> **Exercise**
Your task is to filter the data below down to the lines holding "positive".

- - - -

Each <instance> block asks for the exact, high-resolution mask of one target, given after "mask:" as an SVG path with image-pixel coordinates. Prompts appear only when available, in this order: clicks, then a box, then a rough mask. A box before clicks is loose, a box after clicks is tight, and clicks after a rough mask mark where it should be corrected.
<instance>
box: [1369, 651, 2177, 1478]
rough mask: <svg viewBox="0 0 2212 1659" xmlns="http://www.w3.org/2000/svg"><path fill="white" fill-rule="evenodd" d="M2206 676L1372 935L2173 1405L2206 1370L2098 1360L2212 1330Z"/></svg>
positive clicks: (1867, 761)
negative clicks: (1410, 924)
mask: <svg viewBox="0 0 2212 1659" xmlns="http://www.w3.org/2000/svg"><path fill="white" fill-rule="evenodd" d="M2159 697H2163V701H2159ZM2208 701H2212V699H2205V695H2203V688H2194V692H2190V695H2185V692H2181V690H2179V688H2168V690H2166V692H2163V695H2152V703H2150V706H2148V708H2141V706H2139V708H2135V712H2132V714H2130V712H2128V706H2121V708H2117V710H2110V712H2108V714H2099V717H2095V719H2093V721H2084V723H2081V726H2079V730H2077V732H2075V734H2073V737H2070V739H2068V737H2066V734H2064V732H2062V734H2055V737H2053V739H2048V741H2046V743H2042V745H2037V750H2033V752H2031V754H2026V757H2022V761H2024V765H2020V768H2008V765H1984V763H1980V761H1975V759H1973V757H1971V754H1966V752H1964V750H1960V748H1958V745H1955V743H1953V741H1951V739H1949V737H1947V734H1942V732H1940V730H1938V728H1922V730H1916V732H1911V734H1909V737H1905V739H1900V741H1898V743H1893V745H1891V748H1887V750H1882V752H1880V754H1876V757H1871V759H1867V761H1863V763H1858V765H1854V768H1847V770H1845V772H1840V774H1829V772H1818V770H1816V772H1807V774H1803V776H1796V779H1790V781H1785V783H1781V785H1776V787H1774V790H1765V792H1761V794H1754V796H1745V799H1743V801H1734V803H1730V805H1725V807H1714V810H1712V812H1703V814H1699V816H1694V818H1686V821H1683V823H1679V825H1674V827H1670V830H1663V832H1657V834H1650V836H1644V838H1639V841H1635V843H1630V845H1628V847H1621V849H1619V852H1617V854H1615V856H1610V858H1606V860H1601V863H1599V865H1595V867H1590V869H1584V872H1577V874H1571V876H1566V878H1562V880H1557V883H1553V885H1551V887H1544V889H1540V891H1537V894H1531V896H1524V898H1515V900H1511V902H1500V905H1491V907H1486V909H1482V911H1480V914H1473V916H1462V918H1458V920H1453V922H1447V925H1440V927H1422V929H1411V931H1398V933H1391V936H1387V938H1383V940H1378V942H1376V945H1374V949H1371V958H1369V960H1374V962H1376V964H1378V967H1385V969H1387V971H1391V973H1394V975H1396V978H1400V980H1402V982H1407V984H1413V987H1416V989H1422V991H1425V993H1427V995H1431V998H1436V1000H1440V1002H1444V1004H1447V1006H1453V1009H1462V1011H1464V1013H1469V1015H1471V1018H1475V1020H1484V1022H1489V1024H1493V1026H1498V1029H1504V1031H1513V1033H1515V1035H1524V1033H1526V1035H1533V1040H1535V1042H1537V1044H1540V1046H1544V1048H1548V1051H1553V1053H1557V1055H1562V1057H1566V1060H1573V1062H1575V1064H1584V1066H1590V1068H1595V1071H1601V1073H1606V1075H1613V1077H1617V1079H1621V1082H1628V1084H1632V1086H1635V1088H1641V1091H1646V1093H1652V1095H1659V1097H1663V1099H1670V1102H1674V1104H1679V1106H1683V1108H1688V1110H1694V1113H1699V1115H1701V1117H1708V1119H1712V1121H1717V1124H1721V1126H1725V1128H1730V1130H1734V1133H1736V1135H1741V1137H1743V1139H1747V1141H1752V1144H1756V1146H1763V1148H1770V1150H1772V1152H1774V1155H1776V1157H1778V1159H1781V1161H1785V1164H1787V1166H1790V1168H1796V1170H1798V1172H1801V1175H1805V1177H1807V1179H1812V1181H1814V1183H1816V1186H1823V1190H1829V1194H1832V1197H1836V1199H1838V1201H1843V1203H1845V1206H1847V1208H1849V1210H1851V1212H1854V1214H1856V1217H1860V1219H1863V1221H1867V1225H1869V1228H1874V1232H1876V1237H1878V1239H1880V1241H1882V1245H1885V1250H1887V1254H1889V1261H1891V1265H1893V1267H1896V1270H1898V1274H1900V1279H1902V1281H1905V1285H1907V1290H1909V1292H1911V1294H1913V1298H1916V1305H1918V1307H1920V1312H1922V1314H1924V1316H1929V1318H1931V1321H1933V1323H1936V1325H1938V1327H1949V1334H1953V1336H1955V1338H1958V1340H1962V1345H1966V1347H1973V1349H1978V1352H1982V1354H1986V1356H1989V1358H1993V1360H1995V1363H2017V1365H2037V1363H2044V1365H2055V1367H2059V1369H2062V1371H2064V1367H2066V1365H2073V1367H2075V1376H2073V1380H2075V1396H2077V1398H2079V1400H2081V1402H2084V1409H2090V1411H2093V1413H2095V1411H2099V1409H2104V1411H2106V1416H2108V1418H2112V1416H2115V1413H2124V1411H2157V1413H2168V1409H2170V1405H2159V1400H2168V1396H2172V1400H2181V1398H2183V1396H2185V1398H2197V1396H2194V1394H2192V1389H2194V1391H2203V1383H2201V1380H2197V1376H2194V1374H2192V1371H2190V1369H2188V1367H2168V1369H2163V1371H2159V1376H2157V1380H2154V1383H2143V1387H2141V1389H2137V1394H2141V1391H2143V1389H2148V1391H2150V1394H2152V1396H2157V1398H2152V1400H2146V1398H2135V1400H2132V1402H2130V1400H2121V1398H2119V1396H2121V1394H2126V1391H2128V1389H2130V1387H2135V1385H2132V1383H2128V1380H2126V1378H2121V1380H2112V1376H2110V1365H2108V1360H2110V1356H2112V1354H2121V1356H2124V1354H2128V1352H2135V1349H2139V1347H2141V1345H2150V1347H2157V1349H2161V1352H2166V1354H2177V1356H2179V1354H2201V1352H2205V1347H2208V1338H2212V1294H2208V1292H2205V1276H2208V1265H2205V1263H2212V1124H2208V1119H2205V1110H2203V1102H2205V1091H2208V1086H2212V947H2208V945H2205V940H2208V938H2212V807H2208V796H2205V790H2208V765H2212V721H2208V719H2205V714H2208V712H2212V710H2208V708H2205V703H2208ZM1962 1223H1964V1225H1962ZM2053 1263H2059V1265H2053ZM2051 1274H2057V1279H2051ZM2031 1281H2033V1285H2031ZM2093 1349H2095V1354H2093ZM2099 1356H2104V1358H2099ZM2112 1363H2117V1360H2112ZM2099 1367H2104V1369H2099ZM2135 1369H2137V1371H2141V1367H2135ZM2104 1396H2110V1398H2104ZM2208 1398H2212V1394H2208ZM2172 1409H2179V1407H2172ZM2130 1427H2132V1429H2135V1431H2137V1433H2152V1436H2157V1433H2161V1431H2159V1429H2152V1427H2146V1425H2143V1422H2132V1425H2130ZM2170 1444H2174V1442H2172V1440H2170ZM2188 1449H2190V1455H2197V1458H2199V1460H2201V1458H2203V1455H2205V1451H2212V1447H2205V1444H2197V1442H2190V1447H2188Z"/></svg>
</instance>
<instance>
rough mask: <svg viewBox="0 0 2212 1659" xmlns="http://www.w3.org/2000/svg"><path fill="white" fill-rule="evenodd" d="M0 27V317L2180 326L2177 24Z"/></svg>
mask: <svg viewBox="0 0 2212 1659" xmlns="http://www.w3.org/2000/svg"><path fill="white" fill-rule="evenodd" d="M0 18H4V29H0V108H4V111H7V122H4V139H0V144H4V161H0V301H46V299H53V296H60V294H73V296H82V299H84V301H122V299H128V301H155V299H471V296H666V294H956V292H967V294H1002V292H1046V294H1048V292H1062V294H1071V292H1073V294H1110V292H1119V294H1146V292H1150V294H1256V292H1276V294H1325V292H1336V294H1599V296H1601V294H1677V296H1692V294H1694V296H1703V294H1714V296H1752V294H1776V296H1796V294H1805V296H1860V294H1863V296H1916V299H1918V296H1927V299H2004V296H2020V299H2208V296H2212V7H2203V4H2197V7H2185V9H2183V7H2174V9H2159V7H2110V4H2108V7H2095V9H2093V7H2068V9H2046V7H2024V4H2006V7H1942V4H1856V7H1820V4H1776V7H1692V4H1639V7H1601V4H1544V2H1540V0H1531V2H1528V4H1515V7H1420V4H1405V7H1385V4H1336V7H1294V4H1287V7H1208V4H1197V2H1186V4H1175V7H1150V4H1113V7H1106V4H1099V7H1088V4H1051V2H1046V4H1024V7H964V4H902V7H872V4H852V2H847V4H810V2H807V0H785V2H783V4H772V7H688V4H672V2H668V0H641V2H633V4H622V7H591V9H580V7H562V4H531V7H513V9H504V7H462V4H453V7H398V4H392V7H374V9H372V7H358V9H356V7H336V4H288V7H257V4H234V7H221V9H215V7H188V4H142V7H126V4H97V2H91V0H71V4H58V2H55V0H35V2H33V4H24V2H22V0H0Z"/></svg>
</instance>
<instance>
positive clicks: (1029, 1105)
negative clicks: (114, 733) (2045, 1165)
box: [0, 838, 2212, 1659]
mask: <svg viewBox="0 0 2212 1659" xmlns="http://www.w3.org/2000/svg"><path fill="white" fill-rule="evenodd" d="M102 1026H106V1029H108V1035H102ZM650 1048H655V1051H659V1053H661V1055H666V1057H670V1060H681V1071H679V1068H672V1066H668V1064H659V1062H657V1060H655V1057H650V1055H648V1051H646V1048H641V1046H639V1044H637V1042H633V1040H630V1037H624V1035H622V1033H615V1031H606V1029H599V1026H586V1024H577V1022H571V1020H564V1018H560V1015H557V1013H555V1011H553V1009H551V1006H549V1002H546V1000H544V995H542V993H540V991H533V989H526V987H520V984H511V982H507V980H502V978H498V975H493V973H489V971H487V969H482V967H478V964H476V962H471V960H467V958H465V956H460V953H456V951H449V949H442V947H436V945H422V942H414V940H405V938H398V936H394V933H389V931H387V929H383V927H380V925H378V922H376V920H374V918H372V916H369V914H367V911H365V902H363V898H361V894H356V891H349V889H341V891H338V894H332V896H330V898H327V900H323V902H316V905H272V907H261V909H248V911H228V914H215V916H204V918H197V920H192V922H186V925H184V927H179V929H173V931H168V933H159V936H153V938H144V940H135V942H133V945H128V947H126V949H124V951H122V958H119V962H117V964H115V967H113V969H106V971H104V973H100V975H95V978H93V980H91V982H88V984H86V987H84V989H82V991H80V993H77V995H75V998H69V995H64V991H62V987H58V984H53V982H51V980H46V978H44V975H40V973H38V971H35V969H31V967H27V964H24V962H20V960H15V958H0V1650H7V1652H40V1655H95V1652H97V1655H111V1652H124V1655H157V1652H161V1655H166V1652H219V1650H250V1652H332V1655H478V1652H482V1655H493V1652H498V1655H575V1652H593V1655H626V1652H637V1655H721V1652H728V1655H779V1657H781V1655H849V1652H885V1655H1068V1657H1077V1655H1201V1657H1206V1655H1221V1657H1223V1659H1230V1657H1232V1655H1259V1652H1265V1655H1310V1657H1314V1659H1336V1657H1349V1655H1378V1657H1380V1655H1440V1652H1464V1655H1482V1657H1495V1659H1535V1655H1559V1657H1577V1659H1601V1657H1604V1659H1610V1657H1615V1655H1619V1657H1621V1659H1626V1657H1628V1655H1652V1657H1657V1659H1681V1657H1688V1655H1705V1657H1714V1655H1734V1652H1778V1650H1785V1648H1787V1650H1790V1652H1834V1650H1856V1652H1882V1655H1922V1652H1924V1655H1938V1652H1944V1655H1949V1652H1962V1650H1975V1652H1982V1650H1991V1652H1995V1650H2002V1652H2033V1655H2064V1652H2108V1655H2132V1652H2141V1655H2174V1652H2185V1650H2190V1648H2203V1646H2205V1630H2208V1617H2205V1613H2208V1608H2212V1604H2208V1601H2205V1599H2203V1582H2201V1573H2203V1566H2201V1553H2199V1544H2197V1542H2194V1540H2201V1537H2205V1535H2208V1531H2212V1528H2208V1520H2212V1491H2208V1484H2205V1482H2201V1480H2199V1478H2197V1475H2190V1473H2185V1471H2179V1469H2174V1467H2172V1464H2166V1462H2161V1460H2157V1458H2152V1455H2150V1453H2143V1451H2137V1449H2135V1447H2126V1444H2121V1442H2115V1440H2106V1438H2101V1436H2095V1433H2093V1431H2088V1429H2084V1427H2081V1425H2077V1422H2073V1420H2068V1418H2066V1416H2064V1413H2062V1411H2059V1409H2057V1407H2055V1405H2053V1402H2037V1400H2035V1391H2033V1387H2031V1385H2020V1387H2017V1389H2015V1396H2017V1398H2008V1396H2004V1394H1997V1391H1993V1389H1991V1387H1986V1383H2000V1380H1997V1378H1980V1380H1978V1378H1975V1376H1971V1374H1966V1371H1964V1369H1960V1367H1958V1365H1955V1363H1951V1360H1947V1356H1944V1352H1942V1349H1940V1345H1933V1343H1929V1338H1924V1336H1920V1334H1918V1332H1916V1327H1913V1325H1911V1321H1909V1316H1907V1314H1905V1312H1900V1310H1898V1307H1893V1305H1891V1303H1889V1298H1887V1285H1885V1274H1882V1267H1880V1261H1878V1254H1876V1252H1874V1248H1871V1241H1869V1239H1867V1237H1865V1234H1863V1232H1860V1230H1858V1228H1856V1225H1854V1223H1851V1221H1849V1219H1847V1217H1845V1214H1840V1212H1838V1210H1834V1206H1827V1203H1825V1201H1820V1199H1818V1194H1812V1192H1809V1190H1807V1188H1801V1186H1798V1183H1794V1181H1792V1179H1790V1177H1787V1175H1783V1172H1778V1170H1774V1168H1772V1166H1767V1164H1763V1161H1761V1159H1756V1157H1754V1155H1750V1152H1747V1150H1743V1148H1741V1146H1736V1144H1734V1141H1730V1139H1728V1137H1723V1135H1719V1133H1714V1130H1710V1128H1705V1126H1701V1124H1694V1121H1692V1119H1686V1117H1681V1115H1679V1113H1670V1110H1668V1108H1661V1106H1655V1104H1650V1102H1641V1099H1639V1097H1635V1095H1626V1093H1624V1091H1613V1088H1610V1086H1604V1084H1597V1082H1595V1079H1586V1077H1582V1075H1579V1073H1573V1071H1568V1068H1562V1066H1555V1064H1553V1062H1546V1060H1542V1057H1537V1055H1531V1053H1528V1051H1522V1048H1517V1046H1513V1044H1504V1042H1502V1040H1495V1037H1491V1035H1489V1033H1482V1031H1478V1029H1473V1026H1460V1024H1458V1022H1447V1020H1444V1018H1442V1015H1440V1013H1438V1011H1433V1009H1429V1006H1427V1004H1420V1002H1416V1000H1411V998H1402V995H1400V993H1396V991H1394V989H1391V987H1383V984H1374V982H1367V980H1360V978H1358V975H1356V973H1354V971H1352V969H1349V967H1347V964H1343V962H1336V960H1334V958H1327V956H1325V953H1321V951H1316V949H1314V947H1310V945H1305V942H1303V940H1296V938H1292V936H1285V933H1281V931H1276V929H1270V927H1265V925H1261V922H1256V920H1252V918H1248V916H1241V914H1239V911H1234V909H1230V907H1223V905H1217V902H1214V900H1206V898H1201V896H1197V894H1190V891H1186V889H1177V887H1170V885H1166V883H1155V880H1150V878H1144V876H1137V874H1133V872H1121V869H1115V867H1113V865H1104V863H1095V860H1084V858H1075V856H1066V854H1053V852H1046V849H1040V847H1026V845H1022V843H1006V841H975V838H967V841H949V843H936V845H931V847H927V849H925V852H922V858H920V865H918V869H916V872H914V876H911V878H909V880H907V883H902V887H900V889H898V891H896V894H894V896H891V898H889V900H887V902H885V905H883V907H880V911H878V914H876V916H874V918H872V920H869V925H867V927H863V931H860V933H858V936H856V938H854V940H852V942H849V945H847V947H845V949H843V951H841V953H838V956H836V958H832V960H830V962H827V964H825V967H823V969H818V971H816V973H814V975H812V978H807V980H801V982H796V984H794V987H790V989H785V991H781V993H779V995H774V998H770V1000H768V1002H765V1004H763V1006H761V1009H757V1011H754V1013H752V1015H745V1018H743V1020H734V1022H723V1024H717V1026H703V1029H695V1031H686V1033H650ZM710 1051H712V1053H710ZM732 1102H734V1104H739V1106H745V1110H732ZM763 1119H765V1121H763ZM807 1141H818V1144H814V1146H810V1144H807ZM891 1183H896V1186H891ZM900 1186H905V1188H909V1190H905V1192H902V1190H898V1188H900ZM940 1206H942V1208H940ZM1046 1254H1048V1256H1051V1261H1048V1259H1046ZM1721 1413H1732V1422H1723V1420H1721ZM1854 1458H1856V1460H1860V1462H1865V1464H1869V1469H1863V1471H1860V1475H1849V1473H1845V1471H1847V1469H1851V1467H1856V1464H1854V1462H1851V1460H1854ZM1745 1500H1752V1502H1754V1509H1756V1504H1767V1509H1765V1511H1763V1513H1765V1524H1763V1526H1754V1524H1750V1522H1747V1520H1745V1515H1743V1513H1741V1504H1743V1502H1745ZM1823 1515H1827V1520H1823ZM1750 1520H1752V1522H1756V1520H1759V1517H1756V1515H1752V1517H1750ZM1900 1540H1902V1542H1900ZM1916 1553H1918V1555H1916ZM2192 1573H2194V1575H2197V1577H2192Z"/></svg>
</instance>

- - - -

> **Exercise response**
positive clicks: (1867, 761)
positive clicks: (1029, 1105)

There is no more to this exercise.